= EXCERTOS DE DADOS =

===============

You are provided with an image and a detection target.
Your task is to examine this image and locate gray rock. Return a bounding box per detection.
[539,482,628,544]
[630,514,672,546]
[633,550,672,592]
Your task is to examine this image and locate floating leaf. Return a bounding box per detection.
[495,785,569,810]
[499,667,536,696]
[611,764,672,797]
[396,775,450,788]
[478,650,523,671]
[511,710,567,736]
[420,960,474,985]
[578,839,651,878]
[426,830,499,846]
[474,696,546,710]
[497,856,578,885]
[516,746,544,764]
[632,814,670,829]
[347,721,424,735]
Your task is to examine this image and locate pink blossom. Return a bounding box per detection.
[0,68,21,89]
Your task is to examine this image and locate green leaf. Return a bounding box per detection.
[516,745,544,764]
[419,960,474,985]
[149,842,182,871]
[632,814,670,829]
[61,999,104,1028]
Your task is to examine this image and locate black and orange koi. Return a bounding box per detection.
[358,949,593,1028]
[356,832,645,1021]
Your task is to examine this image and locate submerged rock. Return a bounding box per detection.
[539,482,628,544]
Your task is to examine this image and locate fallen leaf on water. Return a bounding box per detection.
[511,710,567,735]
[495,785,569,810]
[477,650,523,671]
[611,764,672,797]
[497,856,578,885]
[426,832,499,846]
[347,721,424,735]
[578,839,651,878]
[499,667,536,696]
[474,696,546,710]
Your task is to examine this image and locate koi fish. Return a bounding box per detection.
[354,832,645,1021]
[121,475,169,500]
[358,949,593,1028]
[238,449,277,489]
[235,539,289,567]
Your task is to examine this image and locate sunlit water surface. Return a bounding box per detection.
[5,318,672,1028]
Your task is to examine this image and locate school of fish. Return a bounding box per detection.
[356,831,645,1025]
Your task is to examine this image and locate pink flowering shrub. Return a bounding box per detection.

===============

= DESCRIÇÃO DO EXERCÍCIO =
Coloque numa lista numerada as linhas do material que vão da linha que contém "Your task is to examine this image and locate fallen" até o fim do material, ambas as extremidades incluídas e as linhas em branco omitidas.

= SOLUÇÃO DO PROBLEMA =
1. Your task is to examine this image and locate fallen leaf on water. Return a bounding box per detection.
2. [511,710,567,735]
3. [495,785,569,810]
4. [477,650,523,671]
5. [611,764,672,797]
6. [497,856,578,885]
7. [426,832,499,846]
8. [347,721,424,735]
9. [578,839,651,878]
10. [499,667,536,696]
11. [474,696,546,710]
12. Your task is to examine this image and locate koi fish. Return a bounding box per detection.
13. [354,832,645,1021]
14. [121,475,169,500]
15. [358,949,593,1028]
16. [238,449,277,489]
17. [235,539,289,567]
18. Your task is to examine this image and locate sunlit water surface. Return a bounding box per detection.
19. [5,318,672,1028]
20. Your task is to examine this image and locate school of fish. Return a bounding box per detection.
21. [356,831,645,1025]
22. Your task is to examine this image and locate pink flowering shrub. Return a bounding box per detection.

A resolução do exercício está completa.